TEXT SECTION
** Begin **

The first ones I started were MIS06 “Robo Sentry Guns“.  These came in a two-pieces per kit.  As you can see below, the models were not greatly detailed, but very nice for what I wanted – unmanned and immovable guns for attacking infantry (or vehicles) to deal with during a skirmish.  They were sculpted by Jason Miller.  I wanted to buy 10, but only 5 were left by the time I tried to buy them.  I grabbed them as they were heavily discounted!

 

1 in bag
The Robo Sentry Guns as shipped

 

 

2 robo guns primed
The Robo Sentry Guns primed

I affixed the bases to a 1¼” steel washer using Loctite glue.  This tactic allows me to use magnetic sheets to easily store them in plastic boxes.  I then primed them with Krylon “Ultra Flat” matte spray paint.  I also made sure that I painted the bottoms white as well, as I find that leaves me the option to place information on the bottom that I’d like to have once the models are done, such as the model’s name, the date it was finished, and any unit identification, etc.  I just use a fine-tipped Sharpie.

I decided to paint the two parts separately, base coat both, and then assemble the kit after that.  I also made a change in my process in that I used 3M white poster tack from Michael’s to affix the bases to popsicle sticks for painting instead of white glue.  This worked MUCH better – and the tack is reusable – so I was happy to discover this would work and so well.  The models stayed affixed very well.

I started brushwork with a wash of Citadel “Nuln Oil” over both pieces.  I followed this with a heavy dry brushing with Citadel “Mechanicus Standard Gray”.  Then, I switched to Vallejo Model Air “Medium Gunship Gray” for the tripod legs (with a brush – no airbrushing was done on these models).  For the tripod feet, and the center mount, I used Vallejo Model Air “Steel”.  The gun itself was mounted on a rock-like structure on a washer disk.  I thought the rock made little sense for a robo sentry gun, so I decided to obscure it with Armory “Gloss Black” (still good from 1996!). I then shaded the tripod base with “Nuln Oil”.  I subsequently used Secret Weapons Washes “Heavy Body Black” on the base, followed by lightly dry brushing and stippling it with “Mechanicus Standard Gray”.

At this point, I glued the two pieces together with wood glue, and let the assembly dry overnight.  To further obscure the rock, I used Vallejo Model Air “Gold” on the washer – with an eye towards mimicking the coloration of the lunar modules from the Apollo missions.  I thought it worked well, though it took three coats to get it properly covered.

** End **

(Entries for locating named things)

** Begin **

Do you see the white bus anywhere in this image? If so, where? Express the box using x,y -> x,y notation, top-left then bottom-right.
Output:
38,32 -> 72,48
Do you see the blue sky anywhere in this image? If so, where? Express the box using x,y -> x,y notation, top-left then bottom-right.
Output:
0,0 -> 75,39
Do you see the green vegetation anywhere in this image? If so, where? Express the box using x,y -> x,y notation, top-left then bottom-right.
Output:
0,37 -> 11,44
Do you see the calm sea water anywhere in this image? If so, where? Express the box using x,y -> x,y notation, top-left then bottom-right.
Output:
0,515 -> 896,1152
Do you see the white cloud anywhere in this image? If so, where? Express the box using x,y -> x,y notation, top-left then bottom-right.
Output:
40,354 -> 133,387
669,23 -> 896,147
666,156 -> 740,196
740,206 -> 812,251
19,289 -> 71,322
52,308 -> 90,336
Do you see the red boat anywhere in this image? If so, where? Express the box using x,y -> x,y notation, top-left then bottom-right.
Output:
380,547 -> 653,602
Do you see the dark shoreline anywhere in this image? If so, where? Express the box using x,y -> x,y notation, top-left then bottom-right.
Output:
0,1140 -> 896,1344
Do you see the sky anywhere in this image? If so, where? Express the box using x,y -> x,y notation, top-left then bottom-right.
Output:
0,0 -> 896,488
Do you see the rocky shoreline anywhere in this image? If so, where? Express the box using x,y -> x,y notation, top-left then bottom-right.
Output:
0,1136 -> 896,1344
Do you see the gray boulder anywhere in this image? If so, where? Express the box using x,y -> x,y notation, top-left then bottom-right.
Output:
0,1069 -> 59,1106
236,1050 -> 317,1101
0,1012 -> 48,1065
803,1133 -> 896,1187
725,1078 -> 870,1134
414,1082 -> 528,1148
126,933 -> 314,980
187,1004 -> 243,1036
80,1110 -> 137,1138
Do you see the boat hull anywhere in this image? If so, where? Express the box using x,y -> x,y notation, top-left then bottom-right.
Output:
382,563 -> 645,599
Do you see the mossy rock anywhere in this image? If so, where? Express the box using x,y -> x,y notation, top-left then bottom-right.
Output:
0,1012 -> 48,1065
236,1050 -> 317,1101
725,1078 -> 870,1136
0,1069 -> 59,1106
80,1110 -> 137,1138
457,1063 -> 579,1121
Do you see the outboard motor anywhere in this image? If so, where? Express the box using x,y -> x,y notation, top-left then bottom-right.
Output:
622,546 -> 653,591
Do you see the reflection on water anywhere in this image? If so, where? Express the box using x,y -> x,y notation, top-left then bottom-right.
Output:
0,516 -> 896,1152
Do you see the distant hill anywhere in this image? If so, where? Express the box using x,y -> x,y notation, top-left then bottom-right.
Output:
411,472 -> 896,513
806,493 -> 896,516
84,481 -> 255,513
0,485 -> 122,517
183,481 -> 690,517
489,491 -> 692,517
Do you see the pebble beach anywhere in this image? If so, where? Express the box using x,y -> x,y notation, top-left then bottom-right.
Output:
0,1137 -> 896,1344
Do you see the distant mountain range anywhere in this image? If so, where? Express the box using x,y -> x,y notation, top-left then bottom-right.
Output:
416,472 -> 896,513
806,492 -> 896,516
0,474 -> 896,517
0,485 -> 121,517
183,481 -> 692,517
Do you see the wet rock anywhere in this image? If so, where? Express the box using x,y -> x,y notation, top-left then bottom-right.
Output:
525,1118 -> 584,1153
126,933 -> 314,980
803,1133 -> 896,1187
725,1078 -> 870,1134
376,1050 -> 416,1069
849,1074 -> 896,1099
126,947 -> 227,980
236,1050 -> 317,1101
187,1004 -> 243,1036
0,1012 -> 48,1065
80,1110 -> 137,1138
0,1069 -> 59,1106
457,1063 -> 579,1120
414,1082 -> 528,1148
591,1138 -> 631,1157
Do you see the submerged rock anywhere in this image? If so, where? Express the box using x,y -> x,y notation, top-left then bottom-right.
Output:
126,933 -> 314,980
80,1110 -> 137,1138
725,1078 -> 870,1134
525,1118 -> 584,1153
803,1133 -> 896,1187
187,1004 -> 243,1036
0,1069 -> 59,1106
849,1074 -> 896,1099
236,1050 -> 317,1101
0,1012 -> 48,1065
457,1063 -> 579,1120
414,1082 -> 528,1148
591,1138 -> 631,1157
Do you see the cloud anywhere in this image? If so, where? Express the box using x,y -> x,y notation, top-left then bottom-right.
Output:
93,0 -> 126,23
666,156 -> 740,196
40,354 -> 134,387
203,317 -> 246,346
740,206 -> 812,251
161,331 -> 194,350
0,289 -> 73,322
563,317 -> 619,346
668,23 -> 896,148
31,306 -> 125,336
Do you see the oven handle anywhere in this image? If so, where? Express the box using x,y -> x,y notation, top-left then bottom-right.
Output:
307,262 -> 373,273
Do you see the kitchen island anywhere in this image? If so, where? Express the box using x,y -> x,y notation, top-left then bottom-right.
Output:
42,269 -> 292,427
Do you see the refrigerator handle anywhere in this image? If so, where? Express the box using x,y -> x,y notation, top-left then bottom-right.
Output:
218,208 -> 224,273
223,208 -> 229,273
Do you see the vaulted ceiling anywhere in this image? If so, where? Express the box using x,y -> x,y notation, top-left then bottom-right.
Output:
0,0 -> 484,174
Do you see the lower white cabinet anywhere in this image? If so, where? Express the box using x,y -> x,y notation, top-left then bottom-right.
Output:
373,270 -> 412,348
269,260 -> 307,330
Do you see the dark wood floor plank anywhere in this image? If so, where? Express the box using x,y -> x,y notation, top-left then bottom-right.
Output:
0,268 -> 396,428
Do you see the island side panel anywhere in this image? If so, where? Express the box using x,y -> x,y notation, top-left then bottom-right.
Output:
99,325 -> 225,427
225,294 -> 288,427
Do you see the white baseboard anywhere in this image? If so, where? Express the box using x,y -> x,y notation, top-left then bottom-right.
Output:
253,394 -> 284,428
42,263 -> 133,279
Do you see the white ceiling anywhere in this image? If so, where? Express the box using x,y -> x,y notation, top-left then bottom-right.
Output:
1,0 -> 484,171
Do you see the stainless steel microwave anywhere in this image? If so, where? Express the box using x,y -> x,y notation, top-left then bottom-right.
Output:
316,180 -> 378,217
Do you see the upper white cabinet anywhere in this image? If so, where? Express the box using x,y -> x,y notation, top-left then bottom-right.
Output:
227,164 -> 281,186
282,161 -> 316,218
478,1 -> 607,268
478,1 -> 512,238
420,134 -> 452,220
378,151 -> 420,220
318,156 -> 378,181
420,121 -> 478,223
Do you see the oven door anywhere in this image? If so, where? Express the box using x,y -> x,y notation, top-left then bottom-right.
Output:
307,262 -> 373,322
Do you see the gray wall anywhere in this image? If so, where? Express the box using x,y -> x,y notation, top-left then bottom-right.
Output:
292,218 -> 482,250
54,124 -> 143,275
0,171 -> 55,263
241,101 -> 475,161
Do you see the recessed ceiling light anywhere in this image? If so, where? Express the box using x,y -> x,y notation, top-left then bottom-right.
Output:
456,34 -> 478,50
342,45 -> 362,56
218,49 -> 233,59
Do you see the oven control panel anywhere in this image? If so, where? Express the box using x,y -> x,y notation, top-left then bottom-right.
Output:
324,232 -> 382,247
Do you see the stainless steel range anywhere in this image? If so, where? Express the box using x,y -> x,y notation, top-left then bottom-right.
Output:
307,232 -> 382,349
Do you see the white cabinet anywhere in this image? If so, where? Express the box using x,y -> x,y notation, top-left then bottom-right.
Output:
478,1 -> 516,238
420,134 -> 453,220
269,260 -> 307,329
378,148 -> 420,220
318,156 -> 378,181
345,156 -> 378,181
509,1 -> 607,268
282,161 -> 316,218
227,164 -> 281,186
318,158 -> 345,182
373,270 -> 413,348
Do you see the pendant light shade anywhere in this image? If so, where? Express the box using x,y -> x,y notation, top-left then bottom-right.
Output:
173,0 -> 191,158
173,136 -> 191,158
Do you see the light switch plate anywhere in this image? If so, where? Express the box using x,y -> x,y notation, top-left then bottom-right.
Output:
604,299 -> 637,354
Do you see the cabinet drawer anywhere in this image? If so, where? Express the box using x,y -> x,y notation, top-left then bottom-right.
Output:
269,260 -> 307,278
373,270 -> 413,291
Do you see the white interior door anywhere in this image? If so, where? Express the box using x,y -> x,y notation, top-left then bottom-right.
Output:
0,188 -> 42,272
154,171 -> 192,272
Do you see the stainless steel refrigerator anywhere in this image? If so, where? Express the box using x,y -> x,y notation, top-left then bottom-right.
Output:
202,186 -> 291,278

** End **

THE EXERCISE
Reproduce word for word the stretch of the Robo Sentry Guns write-up from "At this point, I" through "it properly covered.". These items have no connection to the Robo Sentry Guns write-up.

ANSWER FOR THIS EXERCISE
At this point, I glued the two pieces together with wood glue, and let the assembly dry overnight.  To further obscure the rock, I used Vallejo Model Air “Gold” on the washer – with an eye towards mimicking the coloration of the lunar modules from the Apollo missions.  I thought it worked well, though it took three coats to get it properly covered.